Task requirements: Copy every line of the listing below word for word, keeping each line in its original order.

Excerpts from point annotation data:
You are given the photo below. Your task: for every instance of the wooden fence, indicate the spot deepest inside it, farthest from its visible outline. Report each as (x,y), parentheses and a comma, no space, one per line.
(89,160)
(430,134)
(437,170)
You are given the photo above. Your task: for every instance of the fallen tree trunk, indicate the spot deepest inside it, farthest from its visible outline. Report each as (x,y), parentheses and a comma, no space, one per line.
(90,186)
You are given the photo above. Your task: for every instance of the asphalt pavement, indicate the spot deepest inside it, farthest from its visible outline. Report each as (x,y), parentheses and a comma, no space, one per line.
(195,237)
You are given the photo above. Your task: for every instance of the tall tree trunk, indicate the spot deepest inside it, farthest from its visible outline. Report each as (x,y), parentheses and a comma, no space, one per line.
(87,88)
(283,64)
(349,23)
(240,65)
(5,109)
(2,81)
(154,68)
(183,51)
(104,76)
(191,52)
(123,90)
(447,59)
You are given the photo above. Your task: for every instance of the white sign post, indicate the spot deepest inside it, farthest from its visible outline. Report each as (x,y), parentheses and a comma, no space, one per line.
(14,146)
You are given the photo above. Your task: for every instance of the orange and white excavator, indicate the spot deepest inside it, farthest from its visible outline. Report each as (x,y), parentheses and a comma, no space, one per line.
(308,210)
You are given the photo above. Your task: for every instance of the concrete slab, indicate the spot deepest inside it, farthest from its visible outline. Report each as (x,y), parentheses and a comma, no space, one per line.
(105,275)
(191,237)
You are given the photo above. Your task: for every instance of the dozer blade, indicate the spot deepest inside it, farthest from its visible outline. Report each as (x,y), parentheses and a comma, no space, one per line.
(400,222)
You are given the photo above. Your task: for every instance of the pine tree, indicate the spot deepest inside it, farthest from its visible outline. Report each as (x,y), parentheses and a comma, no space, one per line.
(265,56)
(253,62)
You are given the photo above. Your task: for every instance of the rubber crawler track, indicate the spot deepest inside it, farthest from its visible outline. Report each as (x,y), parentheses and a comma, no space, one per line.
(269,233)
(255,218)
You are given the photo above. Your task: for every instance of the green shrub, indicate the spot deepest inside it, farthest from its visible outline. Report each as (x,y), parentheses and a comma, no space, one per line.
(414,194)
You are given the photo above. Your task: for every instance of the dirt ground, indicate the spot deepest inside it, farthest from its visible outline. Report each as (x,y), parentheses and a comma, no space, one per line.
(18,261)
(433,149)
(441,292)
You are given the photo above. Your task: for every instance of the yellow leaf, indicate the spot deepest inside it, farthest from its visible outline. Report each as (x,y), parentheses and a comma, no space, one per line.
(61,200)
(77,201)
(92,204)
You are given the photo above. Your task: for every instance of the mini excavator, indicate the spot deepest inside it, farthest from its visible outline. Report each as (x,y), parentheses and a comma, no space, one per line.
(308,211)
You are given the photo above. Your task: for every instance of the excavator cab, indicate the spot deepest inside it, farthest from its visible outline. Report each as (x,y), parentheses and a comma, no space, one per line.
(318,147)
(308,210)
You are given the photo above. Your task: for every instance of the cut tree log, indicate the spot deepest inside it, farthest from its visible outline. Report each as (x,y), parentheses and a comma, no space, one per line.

Written solution:
You are given the photo below. Your task: for every instance of the wooden fence, indicate the spot deepest inside it, farthest from its visible outline. Report each as (x,y), parentheses and a comma, no space, one per line.
(89,160)
(430,134)
(437,170)
You are given the photo above. Your task: for every instance of the fallen tree trunk, indicate the spot deepest inside it, farthest from its visible outline. Report each as (x,y), parentheses and a comma, no space, one per line.
(90,186)
You are given the photo above. Your task: for every instance of the asphalt pavement, indicate the spot deepest inside it, farthest from its visible outline. Report each as (x,y), parentheses and a comma, no space, one per line.
(195,237)
You are given the photo above. Your task: for every instance of the tall tree trunk, indicate the spot deepest inside it, farthest from its visible outline. Report each as (x,y), parentheses and a comma, no space, one per line.
(87,88)
(283,64)
(349,23)
(240,65)
(5,109)
(2,81)
(154,68)
(183,51)
(104,76)
(191,52)
(123,90)
(447,59)
You are given the photo above. Your task: for every instance of the white sign post, indicate the spot deepest inside it, farthest from its visible outline. Report each as (x,y), parentheses and a comma, no space, one per line.
(14,146)
You are given the photo above. Your task: for every instance of the orange and white excavator, indicate the spot deepest inside it, farthest from its visible outline. Report each as (x,y), parentheses and a comma, no space, one per line.
(308,210)
You are given the photo above. Your task: for every instance of the concrete slab, indicate the spot deepest inside it, farthest from its visible outline. Report each as (x,y), parentheses and a comma, no space, one per line.
(105,275)
(191,237)
You are given the photo above. Your task: for every instance of the dozer blade, indicate the spot deepest inside it, farthest from its visible outline. Report each as (x,y), parentheses and a comma, no space, one per line.
(400,222)
You are given the photo above. Your task: for every instance of the pine tree, indicate the spot deepest inside it, farthest from its visible outline. Report each as (x,y), parentheses and a comma, no space, one per line.
(265,56)
(253,62)
You are given the photo above. Your task: for every instance of the rubber crawler track, indicate the spot deepest inside it, farthest from its visible outline. Report each as (x,y), parentheses and a comma, no space, one per line.
(269,233)
(255,218)
You are given the photo above. Your task: for every instance of the green shrub, indicate the spot deepest inside it, farthest from its visible outline. Report each as (x,y), parentheses and a comma, no space, one per line.
(414,194)
You are given the photo above. Your task: for every instance of the dirt ground, indicate the spot deepest inside it, farthest from its visible outline. Report each as (x,y), parentheses and a comma, no space, one per line.
(18,261)
(433,149)
(441,292)
You are given the photo above. Your task: for every instance of the yellow leaf, indicate the spot deepest inside it, farthest from its visible outline. Report each as (x,y), parentheses and a comma, no space, one per line.
(61,200)
(77,201)
(92,204)
You are given the photo above. Your task: for every instance of the mini excavator, indicate the spot deepest inside it, farthest from its visible outline. Report each as (x,y), parentheses and a comma, no space, one per line.
(308,211)
You are given the photo above. Your task: for every instance of the excavator cab, indicate the spot deepest inside it, farthest from its visible outline. Report each as (x,y), parentheses and a comma, no space, one per line.
(318,147)
(308,210)
You are given the photo above. Your task: for every instance of the cut tree log, indicate the spot deepest inside it, farthest from its visible outline. Report each as (x,y), parentheses and a comma, no space, one per line.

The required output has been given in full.